- [WHAT NEEDS TO BE DONE]: Reproduce all of the data below line for line without altering any character, and leave the pictures out.

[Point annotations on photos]
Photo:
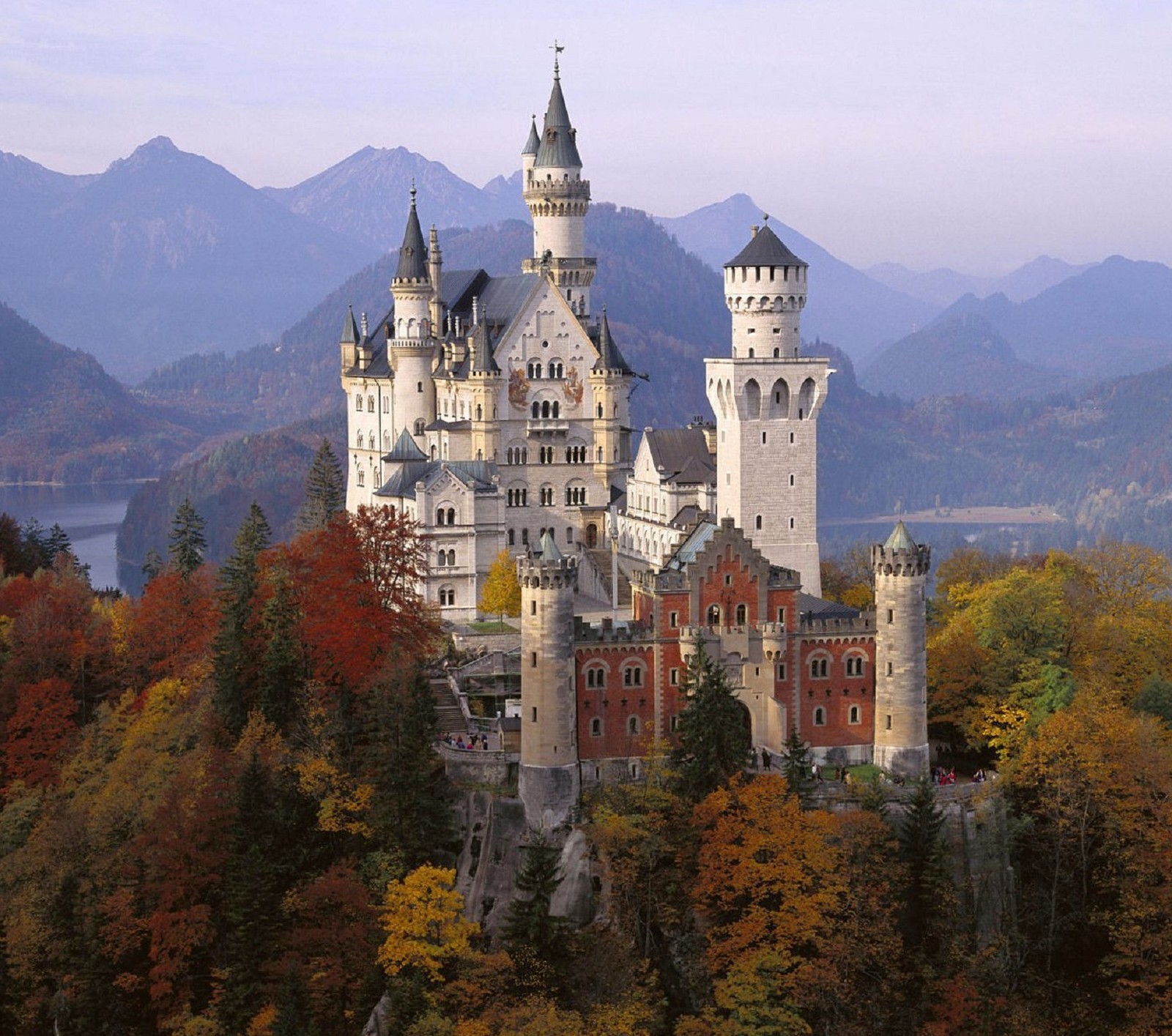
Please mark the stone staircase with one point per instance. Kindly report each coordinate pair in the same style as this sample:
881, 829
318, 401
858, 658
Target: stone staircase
601, 559
449, 715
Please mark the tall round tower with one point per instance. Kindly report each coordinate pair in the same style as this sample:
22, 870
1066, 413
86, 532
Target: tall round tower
902, 669
550, 782
767, 399
410, 334
558, 197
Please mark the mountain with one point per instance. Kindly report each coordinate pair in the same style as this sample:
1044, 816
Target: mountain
164, 253
1110, 320
844, 306
943, 286
64, 419
961, 354
365, 196
666, 310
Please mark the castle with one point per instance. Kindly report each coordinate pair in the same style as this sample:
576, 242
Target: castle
495, 411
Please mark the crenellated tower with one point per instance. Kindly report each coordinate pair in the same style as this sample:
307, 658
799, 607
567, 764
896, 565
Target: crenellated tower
549, 782
767, 399
412, 343
902, 669
558, 197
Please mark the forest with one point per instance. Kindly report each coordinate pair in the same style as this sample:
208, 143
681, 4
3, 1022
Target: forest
223, 813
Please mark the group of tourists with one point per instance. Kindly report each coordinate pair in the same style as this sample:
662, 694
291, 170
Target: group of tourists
474, 741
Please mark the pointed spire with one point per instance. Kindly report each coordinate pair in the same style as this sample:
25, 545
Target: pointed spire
413, 256
535, 142
483, 361
900, 540
349, 328
550, 551
558, 146
609, 355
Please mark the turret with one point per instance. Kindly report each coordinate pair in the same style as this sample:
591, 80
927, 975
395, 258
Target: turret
902, 671
410, 334
558, 197
767, 399
549, 780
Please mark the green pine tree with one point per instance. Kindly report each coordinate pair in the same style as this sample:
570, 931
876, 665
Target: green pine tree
796, 767
714, 737
187, 543
234, 659
325, 490
529, 924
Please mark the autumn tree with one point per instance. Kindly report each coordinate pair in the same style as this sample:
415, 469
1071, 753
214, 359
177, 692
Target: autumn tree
325, 490
187, 543
501, 595
713, 728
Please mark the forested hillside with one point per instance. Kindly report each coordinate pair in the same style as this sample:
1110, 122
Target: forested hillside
223, 813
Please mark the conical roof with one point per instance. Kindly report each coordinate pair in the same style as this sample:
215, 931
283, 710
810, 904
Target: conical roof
900, 540
349, 328
558, 148
483, 361
550, 551
765, 250
413, 256
609, 355
406, 449
533, 142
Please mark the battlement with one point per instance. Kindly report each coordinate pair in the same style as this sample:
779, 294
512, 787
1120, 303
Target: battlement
900, 560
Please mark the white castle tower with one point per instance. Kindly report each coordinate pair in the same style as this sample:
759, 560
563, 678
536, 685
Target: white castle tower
558, 198
767, 399
549, 780
412, 338
902, 669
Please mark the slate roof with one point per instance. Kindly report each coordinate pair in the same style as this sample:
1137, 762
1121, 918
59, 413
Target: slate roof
413, 255
822, 608
558, 148
478, 475
533, 142
681, 456
765, 250
609, 358
900, 540
404, 449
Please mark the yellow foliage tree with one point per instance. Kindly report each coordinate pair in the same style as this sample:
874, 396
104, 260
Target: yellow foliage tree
423, 918
502, 592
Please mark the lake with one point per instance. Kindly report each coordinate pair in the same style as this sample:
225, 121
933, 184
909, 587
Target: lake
89, 513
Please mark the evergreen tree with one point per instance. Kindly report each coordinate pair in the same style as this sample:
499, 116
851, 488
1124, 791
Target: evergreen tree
234, 651
284, 668
796, 767
412, 808
187, 543
529, 924
929, 895
325, 491
714, 737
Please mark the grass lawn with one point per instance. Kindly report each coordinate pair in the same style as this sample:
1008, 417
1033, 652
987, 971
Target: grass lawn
494, 626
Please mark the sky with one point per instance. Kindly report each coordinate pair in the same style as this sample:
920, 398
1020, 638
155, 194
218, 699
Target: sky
930, 133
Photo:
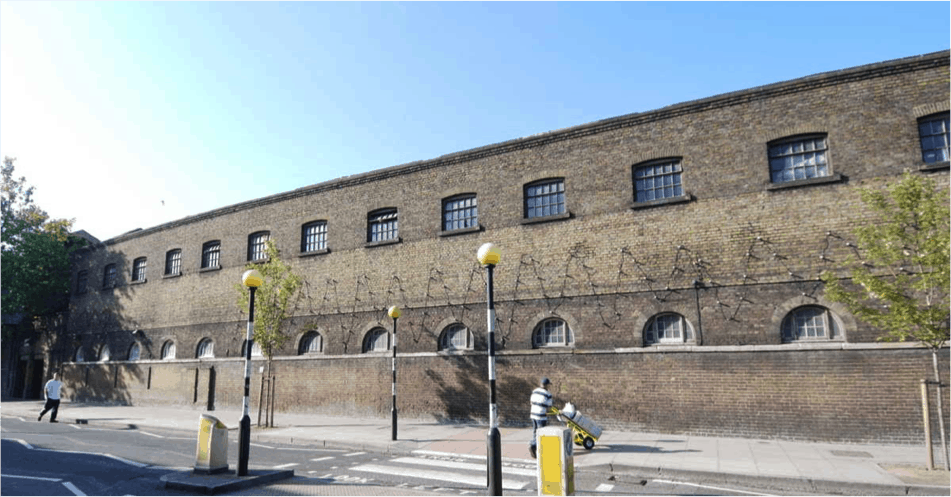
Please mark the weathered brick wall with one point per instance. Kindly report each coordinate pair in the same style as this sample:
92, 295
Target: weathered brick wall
755, 251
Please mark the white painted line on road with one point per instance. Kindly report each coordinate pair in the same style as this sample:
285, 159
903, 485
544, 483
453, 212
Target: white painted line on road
40, 478
477, 481
470, 456
714, 488
72, 488
462, 465
25, 444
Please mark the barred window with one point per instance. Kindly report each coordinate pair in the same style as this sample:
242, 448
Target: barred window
82, 281
312, 343
455, 337
168, 350
138, 269
206, 348
210, 254
377, 340
668, 328
459, 213
314, 236
552, 332
810, 323
545, 198
109, 276
382, 225
798, 158
935, 133
257, 245
657, 180
173, 262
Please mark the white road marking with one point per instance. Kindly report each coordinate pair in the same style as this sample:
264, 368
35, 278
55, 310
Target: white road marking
714, 488
40, 478
462, 465
72, 488
476, 481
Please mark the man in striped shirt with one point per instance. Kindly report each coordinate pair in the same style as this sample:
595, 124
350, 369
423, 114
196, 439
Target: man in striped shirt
541, 402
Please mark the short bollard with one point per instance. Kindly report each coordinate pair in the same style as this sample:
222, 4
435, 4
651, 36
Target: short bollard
212, 446
556, 461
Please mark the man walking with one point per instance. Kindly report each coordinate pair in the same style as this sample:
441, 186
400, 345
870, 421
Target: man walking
541, 402
51, 391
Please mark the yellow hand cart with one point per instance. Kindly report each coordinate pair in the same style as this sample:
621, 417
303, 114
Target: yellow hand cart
585, 431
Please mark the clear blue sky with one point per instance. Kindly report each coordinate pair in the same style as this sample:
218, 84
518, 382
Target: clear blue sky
127, 115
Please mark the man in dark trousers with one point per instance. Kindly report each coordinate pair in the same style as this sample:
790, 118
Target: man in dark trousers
51, 391
541, 402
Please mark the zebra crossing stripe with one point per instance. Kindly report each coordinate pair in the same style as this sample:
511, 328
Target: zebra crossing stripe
462, 465
423, 474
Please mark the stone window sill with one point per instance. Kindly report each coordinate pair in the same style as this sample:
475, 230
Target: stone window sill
546, 219
461, 231
835, 178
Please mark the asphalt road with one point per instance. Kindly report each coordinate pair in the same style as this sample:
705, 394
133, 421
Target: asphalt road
45, 459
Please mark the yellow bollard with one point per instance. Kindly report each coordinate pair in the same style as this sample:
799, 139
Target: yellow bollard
212, 454
556, 462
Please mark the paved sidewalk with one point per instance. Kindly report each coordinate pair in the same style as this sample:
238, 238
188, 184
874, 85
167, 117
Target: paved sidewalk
782, 465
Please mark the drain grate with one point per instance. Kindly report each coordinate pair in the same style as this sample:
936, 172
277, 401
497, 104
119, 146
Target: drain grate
850, 453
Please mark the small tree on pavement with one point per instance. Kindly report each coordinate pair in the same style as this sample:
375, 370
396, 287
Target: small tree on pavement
904, 284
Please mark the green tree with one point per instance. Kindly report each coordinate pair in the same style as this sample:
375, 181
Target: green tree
274, 301
904, 284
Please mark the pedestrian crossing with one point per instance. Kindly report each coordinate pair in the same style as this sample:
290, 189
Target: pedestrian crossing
457, 471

- [TASK ANSWER]:
Photo:
Please mark the stone staircase with one point per instance. Kindly report each coordinate pair in the same style as this sample:
881, 829
318, 401
858, 658
Target: stone staircase
601, 559
449, 715
Please mark the tall round tower with one point per instance. Kindly report each coordinate pair in the same style as this sample:
22, 870
1066, 413
86, 532
Target: tall round tower
902, 669
550, 782
767, 399
410, 334
558, 197
Please mark the mountain with one point per instance. Kindly report each coordinate pair in the same style as this sample:
1044, 816
Target: mountain
164, 253
1110, 320
844, 306
943, 286
64, 419
961, 354
365, 196
666, 310
Please mark the castle with one point per instance. Kindly report each coordinate pair in the same style as this sample:
576, 242
Target: castle
495, 411
Please mark the crenellated tower with one point per instance. Kindly report each coordinate pair in the same style as this sample:
307, 658
799, 607
567, 764
896, 565
Target: crenellated tower
549, 782
767, 399
412, 343
902, 669
558, 197
Please mark the forest with one point per instance. Kindly report each coordinate pair in the same style as this sample:
208, 143
681, 4
3, 1022
Target: forest
223, 813
Please mark the group of tourists with one point per instance. Kindly report each coordinate pair in the same style as this sample:
662, 694
291, 170
Target: group of tourists
474, 741
Please mark the pointed spire with one point per instance. Kindly report each coordinate pair in the same style as this sample:
25, 545
Target: pointed spire
413, 256
535, 142
483, 361
900, 540
349, 328
550, 551
558, 146
609, 355
Please mark the turret with one point per instance. Kindly report each coordinate pair in the same style as this sample:
591, 80
927, 975
395, 258
Target: turret
902, 671
410, 334
558, 197
767, 399
549, 780
Please mark the green pine tree with one point per instance. Kindly report each coordinate pair in the same style as this sample:
570, 931
876, 665
Target: green pine tree
796, 767
714, 737
187, 543
234, 659
325, 490
529, 924
Please mark the autumn tree with one point per instance. Kindly report each coordinate pair in the same style as this sample:
415, 469
1071, 753
214, 359
177, 692
Target: autumn tree
325, 490
187, 543
501, 595
713, 728
Please mark the forested hillside with one point per instance. Kindly report each coordinate pair in the same style as this sample:
1110, 122
Target: forested hillside
223, 813
Please mark the conical roof with one point per instance. Kindly report each coordinate pair in the same style as this sample:
215, 931
283, 710
810, 904
Target: conical roof
900, 540
349, 328
558, 148
483, 361
550, 551
765, 250
413, 256
609, 355
406, 449
533, 142
Please mark the battlement with one point per instance. Kindly report each coordinate pair in the same style as this sample:
779, 294
512, 787
1120, 303
Target: battlement
900, 560
Please mark the white castle tower with one point per instance. Kindly report each coordinate pair in the same style as this sample:
759, 560
563, 678
536, 685
Target: white castle tower
558, 198
767, 399
549, 780
412, 338
902, 669
Please mark the slate roof with one point per instance. Kindly report each coordinate pair in the same style as this sample:
1137, 762
1121, 918
59, 413
Target: slate roof
413, 255
822, 608
558, 148
478, 475
533, 142
681, 456
765, 250
609, 358
900, 540
404, 449
Please mark the yellow foliage tree with one point per instance. Kindly report each coordinate pair in the same style as this sample:
874, 396
104, 260
Target: yellow foliage tree
423, 918
502, 592
Please mark the lake with one point per instance. Kindly report each coordinate pair in the same style as this sample:
225, 121
933, 184
909, 587
Target: lake
89, 513
Please mark the evergreen tree with one point per instance. Kindly report each coordinate pair in the same style as this sample:
499, 116
851, 488
1124, 791
Target: evergreen tree
234, 651
284, 668
796, 767
412, 808
187, 543
529, 924
929, 895
325, 491
714, 737
Please mark the grass lawn with one point per instance. Kindly report each coordinate pair in the same style as this sample:
1008, 417
1033, 652
987, 971
Target: grass lawn
494, 626
Please mark the sky with one point per instance. Kindly report each coordinate pair in the same style as this sample:
920, 398
1020, 638
155, 194
218, 699
Target: sky
930, 133
Photo:
Please mark the weathered brick wall with one point per instance. Kindly report each coordinate pair in the same style as this sample:
92, 295
Target: weathered brick wall
755, 251
Please mark the white painted line on road with one point per instance. Kindly report each coordinate pair in the same style as this sample:
285, 159
903, 485
544, 483
453, 212
Target: white painted line on road
40, 478
477, 481
470, 456
714, 488
72, 488
462, 465
25, 444
Please mark the barred window with one point per instance. Kindly report each coordinate pair in the same style as this sample:
242, 448
Target: barred window
82, 281
312, 343
455, 337
168, 350
138, 269
206, 348
210, 254
377, 340
668, 328
459, 213
314, 236
552, 332
810, 323
545, 198
109, 276
382, 225
798, 158
935, 133
257, 245
657, 180
173, 262
Please mark the white road marking with one point per instance. Kindly report each coordinate pair in the same style as this sample:
264, 368
35, 278
55, 310
Target: white road marking
714, 488
40, 478
462, 465
72, 488
476, 481
Please mark the man in striped shirt with one point per instance. Kindly report each coordinate pair in the same style as this sample:
595, 124
350, 369
423, 114
196, 439
Target: man in striped shirt
541, 402
Please mark the short bollard with one point per instance. Kindly report each coordinate pair in the same style as this sample:
222, 4
435, 4
651, 36
Target: short bollard
212, 446
556, 461
Please mark the man walking with one point per instance. Kindly report each coordinate pair in the same style as this sample:
441, 186
400, 345
870, 421
Target: man walking
541, 402
51, 391
Please mark the yellow hand cart with one point per instance. Kindly report each coordinate pair in the same style as this sample:
621, 417
303, 114
Target: yellow hand cart
585, 431
Please mark the clear blue sky with one point per instance. Kindly report each coordinate pair in the same style as this sample:
218, 84
518, 382
Target: clear blue sky
127, 115
Please mark the man in dark trousers with one point per instance. Kindly report each coordinate pair in the same style as this sample:
790, 118
Target: man in dark trousers
51, 391
541, 402
Please mark the zebra crossing stripe with one point per instance. Kindly report each coordinate pair in the same style as this sample:
511, 328
Target: zebra crossing stripe
462, 465
423, 474
Please mark the stone window sill with one point per instance. Kindly report each coordinate pair in the same style as this sample:
475, 230
Target: stone window sill
546, 219
461, 231
835, 178
Please mark the asphalt road with one point per instance. Kindly report each coordinate pair in the same style as this sample:
705, 394
133, 421
Target: asphalt road
45, 459
Please mark the yellow bollard with one point per instance. Kindly report each coordinate pair in the same style as this sample:
799, 139
Target: yellow bollard
212, 454
556, 462
Please mark the paved sidewalk with one point per instance. Kindly report each coordinate pair in the same style as this sample:
238, 238
188, 184
874, 85
167, 117
Target: paved sidewalk
782, 465
Please mark the drain grate with one point per instance. Kindly report each coordinate pair in the same style as this sample:
936, 172
277, 401
497, 104
119, 146
Target: drain grate
850, 453
Please mark the small tree on pavement with one point per instance. Kindly report each coordinate pair in the same style as this sample:
375, 370
396, 287
Target: small tree on pavement
904, 284
Please mark the green tree with one point per instance. Kindly report each coordinate pair in the same style as this sample:
375, 181
Target: green tree
274, 301
904, 284
Please mark the pedestrian crossing with one point per instance. Kindly report each coordinate pair in the same style as this sample:
290, 189
Target: pedestrian crossing
457, 471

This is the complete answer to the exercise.